[start of DATA ROWS]

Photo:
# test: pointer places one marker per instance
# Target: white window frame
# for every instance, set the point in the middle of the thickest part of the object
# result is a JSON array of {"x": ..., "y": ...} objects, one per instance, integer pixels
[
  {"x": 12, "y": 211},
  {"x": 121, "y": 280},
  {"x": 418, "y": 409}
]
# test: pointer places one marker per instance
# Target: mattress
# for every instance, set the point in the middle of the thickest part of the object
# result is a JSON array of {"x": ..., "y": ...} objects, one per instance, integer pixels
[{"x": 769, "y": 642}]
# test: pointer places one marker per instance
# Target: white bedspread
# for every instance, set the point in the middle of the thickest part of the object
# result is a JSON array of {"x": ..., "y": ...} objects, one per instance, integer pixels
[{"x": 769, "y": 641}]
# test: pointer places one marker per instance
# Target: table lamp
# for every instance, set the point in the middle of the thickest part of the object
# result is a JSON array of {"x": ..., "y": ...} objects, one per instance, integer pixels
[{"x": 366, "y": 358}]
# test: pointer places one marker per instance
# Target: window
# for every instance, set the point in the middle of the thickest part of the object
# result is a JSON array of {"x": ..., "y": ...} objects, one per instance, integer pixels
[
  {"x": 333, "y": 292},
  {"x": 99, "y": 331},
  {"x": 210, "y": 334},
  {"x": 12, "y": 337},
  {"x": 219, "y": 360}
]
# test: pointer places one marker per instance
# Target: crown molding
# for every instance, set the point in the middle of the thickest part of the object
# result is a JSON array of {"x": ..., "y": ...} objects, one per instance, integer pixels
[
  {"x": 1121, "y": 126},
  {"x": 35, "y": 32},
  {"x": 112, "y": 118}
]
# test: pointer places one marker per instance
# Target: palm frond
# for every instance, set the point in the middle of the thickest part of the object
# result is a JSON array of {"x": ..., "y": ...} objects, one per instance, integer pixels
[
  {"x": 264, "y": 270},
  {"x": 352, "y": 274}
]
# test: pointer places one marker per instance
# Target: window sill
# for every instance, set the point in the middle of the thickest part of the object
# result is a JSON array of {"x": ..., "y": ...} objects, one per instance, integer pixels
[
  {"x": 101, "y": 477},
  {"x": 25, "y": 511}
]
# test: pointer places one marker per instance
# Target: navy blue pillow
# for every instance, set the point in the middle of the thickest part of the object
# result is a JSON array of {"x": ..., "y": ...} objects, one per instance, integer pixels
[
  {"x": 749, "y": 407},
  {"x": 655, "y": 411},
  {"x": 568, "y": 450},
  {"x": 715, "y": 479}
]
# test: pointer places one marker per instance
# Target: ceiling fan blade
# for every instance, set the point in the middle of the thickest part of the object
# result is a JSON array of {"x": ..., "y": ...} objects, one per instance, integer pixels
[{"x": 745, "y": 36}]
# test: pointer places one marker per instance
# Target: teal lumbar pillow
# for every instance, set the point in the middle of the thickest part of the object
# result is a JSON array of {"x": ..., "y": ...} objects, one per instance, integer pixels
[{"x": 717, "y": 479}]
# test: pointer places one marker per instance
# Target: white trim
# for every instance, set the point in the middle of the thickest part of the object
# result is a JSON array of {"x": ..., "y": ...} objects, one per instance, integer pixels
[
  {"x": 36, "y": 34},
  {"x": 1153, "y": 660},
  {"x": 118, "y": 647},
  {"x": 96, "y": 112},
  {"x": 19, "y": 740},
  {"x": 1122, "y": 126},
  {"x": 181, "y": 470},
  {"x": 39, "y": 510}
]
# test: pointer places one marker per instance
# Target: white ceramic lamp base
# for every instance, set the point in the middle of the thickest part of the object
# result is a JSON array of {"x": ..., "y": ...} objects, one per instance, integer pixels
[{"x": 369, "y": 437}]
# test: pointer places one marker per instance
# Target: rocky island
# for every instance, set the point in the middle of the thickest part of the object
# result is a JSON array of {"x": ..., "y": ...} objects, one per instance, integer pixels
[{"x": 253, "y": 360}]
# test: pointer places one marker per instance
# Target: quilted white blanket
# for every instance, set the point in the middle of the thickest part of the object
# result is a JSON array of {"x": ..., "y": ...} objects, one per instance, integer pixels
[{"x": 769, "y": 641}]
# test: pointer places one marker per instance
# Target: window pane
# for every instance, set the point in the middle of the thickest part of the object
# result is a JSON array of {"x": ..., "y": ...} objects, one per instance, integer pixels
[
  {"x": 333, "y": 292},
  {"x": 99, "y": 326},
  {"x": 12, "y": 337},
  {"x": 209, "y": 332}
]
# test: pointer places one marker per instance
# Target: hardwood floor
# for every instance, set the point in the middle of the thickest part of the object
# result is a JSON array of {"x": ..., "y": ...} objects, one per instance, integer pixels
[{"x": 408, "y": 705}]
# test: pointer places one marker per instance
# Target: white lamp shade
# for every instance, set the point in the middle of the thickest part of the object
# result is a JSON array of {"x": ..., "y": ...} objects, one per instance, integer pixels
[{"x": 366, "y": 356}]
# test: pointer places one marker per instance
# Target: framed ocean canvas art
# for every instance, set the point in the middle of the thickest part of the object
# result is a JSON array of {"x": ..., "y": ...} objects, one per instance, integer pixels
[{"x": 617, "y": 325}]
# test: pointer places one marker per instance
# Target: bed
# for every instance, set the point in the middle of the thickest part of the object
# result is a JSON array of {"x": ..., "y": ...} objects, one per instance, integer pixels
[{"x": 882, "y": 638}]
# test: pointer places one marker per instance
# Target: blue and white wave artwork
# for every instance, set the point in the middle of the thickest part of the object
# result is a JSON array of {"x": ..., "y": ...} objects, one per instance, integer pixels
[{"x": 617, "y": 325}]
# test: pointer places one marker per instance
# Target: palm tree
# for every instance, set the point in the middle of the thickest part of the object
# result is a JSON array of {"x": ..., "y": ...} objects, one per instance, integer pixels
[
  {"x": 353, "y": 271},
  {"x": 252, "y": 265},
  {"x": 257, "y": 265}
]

[end of DATA ROWS]

__EXERCISE OBJECTIVE__: Reproduce each line verbatim.

__WRITTEN RESPONSE__:
Photo:
# test: pointer places one marker per instance
# Target: white window frame
# for every instance, set the point in the middle of the thickest part of the object
# result is a JSON array of {"x": ..., "y": ...} objects, one per instance, integer pixels
[
  {"x": 12, "y": 211},
  {"x": 121, "y": 280},
  {"x": 418, "y": 409}
]
# test: pointer places one marker per instance
# Target: mattress
# for every instance, set the point in the middle of the thickest part of the object
# result is a JSON array of {"x": ..., "y": ...} objects, one per instance, integer pixels
[{"x": 769, "y": 642}]
# test: pointer places one marker per instance
# Target: white bedspread
# for every instance, set the point in the middle of the thickest part of the object
# result is a JSON array of {"x": ..., "y": ...} objects, one per instance, integer pixels
[{"x": 769, "y": 641}]
# test: pointer places one marker per instance
# Target: table lamp
# for every instance, set the point in the middle of the thickest part of the object
# result is a JSON array of {"x": ..., "y": ...} objects, one per instance, integer pixels
[{"x": 366, "y": 358}]
# test: pointer places one marker per instance
# Target: window
# for every instance, set the point in the middle of the thickest part of the object
# result is a JSON array of {"x": ..., "y": ...} objects, one per instance, integer pixels
[
  {"x": 333, "y": 292},
  {"x": 99, "y": 331},
  {"x": 210, "y": 334},
  {"x": 12, "y": 337},
  {"x": 219, "y": 360}
]
# test: pointer places one marker per instance
# Target: crown molding
# for every instance, set the point in the middle of the thickest part of the object
# result is a JSON array of {"x": ..., "y": ...} objects, one per instance, integer pixels
[
  {"x": 1121, "y": 126},
  {"x": 35, "y": 32},
  {"x": 112, "y": 118}
]
# test: pointer places one marker per instance
# Target: palm frond
# for every instance, set the point in the middle of the thickest part of the object
# result is a JSON array of {"x": ..., "y": ...} objects, one per instance, integer pixels
[
  {"x": 264, "y": 270},
  {"x": 352, "y": 274}
]
# test: pointer places one marker per instance
# Target: window sill
# for every instance, set the point in the middle of the thickest part of the object
# result is a JSON array of {"x": ..., "y": ...} objects, one per instance, integer pixels
[
  {"x": 101, "y": 477},
  {"x": 25, "y": 511}
]
# test: pointer places one marker per instance
# Target: navy blue pillow
# for every instance, set the point in the middle of the thickest part of the object
# result is a JSON array of {"x": ..., "y": ...} objects, one per instance, integer pixels
[
  {"x": 749, "y": 407},
  {"x": 655, "y": 411},
  {"x": 568, "y": 450},
  {"x": 715, "y": 479}
]
# test: pointer places one marker per instance
# Target: ceiling fan blade
# for every instance, set the point in the middle of the thickest part of the object
# result is a JSON array of {"x": ..., "y": ...} objects, one per instance, integer pixels
[{"x": 745, "y": 36}]
# test: pointer places one marker per instance
# Target: teal lumbar pillow
# for every instance, set the point in the middle of the thickest part of the object
# result is a JSON array of {"x": ..., "y": ...} objects, one per instance, integer pixels
[{"x": 717, "y": 479}]
# test: pointer places one marker per instance
# Target: white trim
# for every instance, set the point in the middle of the thickest part of the object
# result is a JSON array of {"x": ..., "y": ...} objects, one per instance, integer pixels
[
  {"x": 36, "y": 34},
  {"x": 1153, "y": 660},
  {"x": 118, "y": 647},
  {"x": 96, "y": 112},
  {"x": 19, "y": 740},
  {"x": 1122, "y": 126},
  {"x": 181, "y": 470},
  {"x": 39, "y": 510}
]
# test: pointer places one marker per instance
# Target: white ceramic lamp base
# for every instance, set the point in the middle of the thickest part of the object
# result is a JSON array of {"x": ..., "y": ...} objects, one per instance, integer pixels
[{"x": 369, "y": 437}]
# test: pointer places one marker per instance
# Target: rocky island
# for every instance, set the point in the middle of the thickest part of the object
# result is a JSON array of {"x": ..., "y": ...} objects, one per instance, integer pixels
[{"x": 253, "y": 360}]
# test: pointer places one marker per instance
# Target: quilted white blanket
# for every instance, set the point in the middle of the thickest part of the object
# result is a JSON array of {"x": ..., "y": ...} objects, one per instance, integer pixels
[{"x": 769, "y": 641}]
# test: pointer places one marker per instance
# Target: window pane
# for every instance, set the point in the middle of the thickest part of the object
# result is a JSON array of {"x": ..., "y": ...} objects, one per instance, integer pixels
[
  {"x": 333, "y": 292},
  {"x": 99, "y": 326},
  {"x": 12, "y": 337},
  {"x": 209, "y": 332}
]
# test: pointer places one marker per instance
# Target: hardwood floor
# for every instance, set the point in the middle of the thickest part of the object
# result is a JSON array of {"x": ..., "y": ...} objects, one per instance, integer pixels
[{"x": 408, "y": 705}]
# test: pointer places one marker per instance
# Target: white lamp shade
# for every instance, set the point in the middle of the thickest part of the object
# result is a JSON array of {"x": ..., "y": ...} objects, one per instance, integer pixels
[{"x": 366, "y": 356}]
# test: pointer places one marker per instance
# Target: framed ocean canvas art
# for every instance, set the point in the middle of the thickest part of the object
# result is a JSON array of {"x": ..., "y": ...} objects, one per instance, integer pixels
[{"x": 617, "y": 325}]
# test: pointer places one marker per instance
# Target: bed
# for every instance, set the point in the middle of the thickest part of the object
# result is a JSON array of {"x": ..., "y": ...} objects, one per instance, integer pixels
[{"x": 882, "y": 638}]
# test: pointer places one marker per instance
# Target: blue and white wave artwork
# for every instance, set the point in the middle of the thickest part of the object
# result is a JSON array of {"x": ..., "y": ...} objects, one per instance, integer pixels
[{"x": 617, "y": 325}]
# test: pointer places one marker per instance
# Target: palm tree
# for every instance, set the point in the middle of the thickest part of the object
# result is a JSON array of {"x": ..., "y": ...} objects, one per instance, integer pixels
[
  {"x": 353, "y": 271},
  {"x": 252, "y": 265},
  {"x": 257, "y": 265}
]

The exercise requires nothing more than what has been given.